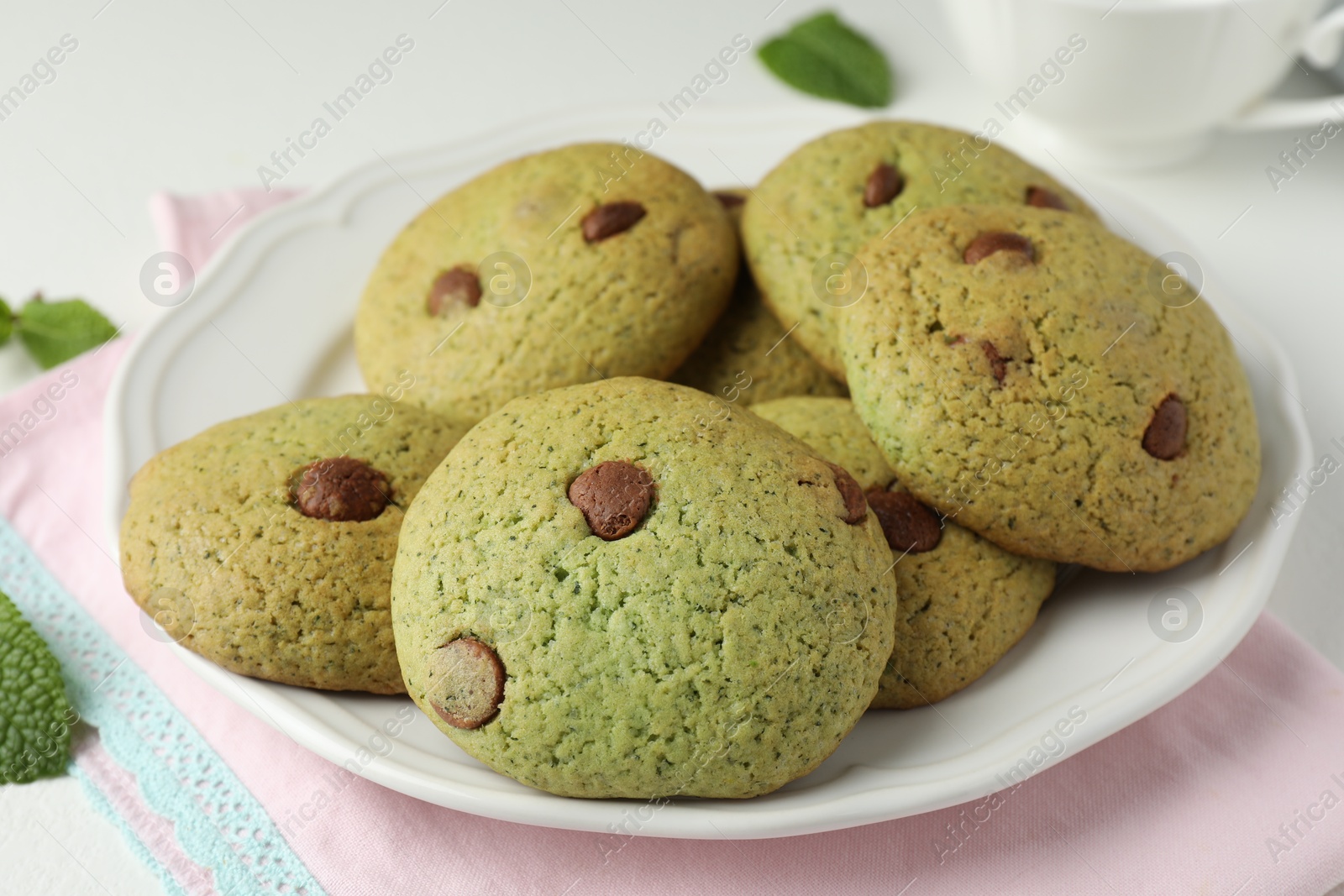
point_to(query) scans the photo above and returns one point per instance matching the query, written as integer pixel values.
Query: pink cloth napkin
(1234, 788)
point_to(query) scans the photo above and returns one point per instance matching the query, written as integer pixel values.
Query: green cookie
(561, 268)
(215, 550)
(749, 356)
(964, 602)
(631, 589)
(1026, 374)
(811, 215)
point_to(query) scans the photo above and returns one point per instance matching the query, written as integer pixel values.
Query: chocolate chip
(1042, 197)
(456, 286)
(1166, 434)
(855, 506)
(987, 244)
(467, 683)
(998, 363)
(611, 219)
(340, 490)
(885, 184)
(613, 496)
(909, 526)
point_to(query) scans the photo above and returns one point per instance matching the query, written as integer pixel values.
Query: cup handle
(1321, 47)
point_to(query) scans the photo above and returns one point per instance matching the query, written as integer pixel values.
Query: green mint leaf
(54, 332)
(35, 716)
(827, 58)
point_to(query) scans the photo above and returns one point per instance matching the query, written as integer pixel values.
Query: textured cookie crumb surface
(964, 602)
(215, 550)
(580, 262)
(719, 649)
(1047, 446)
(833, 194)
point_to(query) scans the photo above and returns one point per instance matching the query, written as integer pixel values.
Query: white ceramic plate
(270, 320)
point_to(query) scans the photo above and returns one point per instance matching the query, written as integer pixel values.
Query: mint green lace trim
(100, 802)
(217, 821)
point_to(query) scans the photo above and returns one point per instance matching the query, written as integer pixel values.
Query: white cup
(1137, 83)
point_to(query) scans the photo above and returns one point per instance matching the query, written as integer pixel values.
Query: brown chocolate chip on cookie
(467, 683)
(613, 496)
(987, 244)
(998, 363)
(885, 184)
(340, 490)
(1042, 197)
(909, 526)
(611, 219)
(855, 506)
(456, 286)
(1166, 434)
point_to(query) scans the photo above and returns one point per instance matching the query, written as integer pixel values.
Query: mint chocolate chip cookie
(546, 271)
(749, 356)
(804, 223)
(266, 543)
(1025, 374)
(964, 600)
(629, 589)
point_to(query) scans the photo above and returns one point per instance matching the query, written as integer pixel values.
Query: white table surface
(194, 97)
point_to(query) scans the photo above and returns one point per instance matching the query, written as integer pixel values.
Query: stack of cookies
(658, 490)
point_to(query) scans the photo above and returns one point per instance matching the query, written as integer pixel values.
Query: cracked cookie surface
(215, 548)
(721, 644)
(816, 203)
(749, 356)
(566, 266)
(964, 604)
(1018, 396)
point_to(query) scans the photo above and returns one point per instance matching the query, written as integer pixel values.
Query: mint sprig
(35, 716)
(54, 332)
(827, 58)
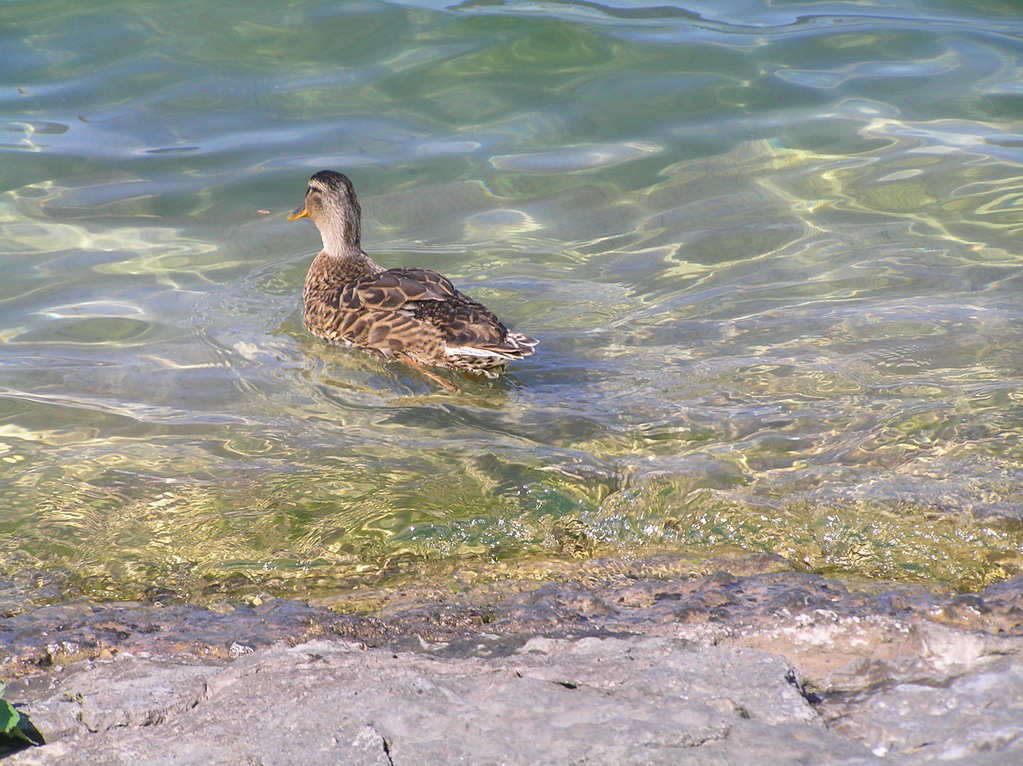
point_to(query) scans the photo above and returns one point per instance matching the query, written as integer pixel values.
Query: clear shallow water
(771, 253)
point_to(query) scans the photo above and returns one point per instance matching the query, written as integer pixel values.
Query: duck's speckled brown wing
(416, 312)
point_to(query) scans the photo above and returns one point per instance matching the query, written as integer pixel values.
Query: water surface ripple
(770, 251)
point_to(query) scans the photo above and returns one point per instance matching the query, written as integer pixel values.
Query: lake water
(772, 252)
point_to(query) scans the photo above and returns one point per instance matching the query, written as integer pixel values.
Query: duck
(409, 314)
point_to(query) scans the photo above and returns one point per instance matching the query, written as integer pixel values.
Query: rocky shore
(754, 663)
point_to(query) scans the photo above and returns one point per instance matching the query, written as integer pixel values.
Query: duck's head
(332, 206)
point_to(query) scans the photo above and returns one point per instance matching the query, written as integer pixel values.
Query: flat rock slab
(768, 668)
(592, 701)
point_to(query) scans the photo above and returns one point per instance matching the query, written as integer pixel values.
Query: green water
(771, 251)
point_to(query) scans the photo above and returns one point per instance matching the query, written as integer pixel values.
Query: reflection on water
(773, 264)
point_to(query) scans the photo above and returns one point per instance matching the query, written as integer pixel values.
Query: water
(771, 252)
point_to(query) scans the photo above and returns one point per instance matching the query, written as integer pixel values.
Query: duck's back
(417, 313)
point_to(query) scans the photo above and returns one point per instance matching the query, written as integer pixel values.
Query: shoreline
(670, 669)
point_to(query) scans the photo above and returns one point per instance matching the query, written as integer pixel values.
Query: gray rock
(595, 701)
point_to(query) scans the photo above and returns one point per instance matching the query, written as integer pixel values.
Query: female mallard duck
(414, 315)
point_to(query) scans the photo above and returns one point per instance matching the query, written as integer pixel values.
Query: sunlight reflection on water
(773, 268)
* * * *
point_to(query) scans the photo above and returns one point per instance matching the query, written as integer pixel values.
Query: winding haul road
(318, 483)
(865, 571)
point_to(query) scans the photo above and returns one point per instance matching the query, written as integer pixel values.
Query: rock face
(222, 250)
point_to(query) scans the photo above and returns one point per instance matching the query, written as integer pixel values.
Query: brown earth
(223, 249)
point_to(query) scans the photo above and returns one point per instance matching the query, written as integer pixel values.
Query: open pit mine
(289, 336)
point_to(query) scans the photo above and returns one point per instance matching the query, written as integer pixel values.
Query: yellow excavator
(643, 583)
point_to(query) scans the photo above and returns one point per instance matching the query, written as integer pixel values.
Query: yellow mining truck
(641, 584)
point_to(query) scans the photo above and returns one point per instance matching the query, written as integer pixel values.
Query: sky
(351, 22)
* * * *
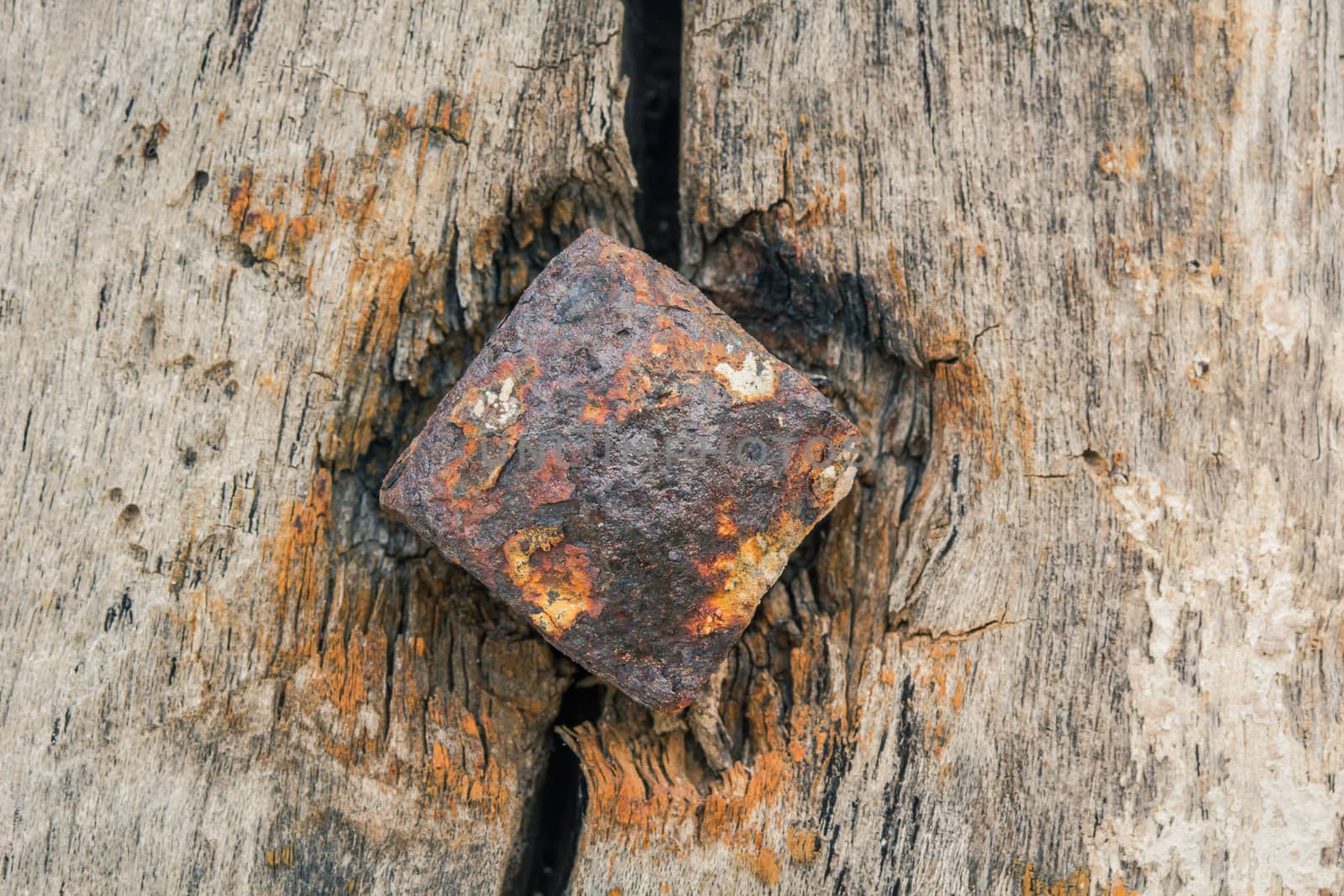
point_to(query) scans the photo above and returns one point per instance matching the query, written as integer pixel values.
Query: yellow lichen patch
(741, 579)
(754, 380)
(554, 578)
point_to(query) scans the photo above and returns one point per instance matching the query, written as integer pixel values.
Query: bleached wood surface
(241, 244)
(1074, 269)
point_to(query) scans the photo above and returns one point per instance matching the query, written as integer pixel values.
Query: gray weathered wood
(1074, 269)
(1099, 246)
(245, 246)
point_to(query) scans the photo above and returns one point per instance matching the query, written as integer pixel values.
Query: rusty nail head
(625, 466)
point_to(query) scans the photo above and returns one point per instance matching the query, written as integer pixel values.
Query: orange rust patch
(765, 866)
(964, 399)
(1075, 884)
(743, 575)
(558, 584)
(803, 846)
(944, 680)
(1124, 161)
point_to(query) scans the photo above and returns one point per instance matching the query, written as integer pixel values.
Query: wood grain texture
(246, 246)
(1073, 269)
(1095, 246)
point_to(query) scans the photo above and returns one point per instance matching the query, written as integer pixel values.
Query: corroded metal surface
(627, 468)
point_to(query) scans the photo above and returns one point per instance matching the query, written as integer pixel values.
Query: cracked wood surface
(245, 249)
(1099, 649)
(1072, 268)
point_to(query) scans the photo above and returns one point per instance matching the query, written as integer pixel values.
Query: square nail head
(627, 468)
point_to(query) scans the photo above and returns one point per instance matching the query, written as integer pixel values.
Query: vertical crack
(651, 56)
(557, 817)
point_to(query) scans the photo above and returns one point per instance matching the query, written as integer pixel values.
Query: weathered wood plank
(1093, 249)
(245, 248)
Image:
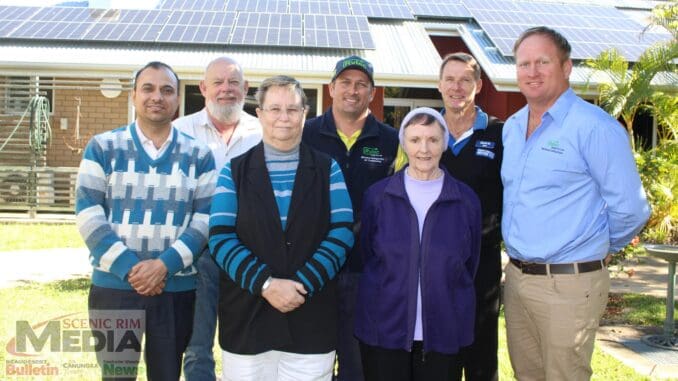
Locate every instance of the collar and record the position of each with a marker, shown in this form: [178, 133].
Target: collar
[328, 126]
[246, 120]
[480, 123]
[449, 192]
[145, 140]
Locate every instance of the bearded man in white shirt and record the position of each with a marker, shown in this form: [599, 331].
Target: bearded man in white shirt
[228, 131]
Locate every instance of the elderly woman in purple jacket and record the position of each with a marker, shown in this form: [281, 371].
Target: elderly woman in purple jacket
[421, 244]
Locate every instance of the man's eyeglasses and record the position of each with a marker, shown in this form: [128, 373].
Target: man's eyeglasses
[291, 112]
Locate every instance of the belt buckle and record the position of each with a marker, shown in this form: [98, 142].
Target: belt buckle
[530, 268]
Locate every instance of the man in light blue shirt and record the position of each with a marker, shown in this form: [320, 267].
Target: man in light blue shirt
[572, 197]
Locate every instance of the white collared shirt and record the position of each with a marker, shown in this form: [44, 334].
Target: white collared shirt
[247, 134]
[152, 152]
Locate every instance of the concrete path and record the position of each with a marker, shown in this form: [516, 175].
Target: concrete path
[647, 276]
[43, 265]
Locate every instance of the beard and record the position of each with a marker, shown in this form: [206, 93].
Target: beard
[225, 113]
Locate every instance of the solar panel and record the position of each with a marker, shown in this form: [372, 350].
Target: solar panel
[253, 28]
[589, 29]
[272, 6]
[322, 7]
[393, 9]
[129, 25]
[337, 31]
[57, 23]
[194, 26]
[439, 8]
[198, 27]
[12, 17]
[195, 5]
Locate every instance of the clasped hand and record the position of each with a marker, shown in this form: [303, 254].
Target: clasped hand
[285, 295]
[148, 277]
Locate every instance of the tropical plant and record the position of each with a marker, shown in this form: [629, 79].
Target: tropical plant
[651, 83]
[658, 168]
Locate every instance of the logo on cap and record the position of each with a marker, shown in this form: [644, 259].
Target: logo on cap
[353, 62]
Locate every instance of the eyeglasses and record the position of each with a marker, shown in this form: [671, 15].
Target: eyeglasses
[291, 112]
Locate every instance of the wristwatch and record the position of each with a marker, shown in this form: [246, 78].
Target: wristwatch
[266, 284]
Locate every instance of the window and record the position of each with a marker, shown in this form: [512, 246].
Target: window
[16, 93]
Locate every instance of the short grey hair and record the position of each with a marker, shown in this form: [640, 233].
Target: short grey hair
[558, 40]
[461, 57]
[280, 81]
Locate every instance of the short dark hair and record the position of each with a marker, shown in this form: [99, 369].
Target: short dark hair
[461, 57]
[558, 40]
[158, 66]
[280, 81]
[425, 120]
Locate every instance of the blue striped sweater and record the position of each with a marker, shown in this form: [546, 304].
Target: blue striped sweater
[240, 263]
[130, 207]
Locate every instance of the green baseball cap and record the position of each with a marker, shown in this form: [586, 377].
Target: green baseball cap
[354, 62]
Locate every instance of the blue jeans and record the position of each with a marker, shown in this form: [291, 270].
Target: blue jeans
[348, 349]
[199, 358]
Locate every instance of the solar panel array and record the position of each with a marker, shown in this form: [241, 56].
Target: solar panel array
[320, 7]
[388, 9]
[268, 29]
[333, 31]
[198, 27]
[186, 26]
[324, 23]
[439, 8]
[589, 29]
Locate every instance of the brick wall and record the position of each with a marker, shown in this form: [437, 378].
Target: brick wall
* * * *
Return the data lines from the line with "Locate every instance of the blue jeans" to the line with "Target: brick wall", both included, reproducing each one unchanged.

Locate every instance of the blue jeans and record the position of each with a marker, shown in this form: [291, 270].
Target: blue jeans
[348, 349]
[199, 358]
Locate every instance of the solar panel array and record the position of each with a marker, shown in this form: [241, 56].
Target: solar panel array
[320, 7]
[388, 9]
[268, 29]
[333, 31]
[198, 27]
[186, 26]
[324, 23]
[439, 8]
[589, 29]
Locate every instance of the brick wall and record the position of each with a marker, shown in this form: [437, 378].
Target: brick wall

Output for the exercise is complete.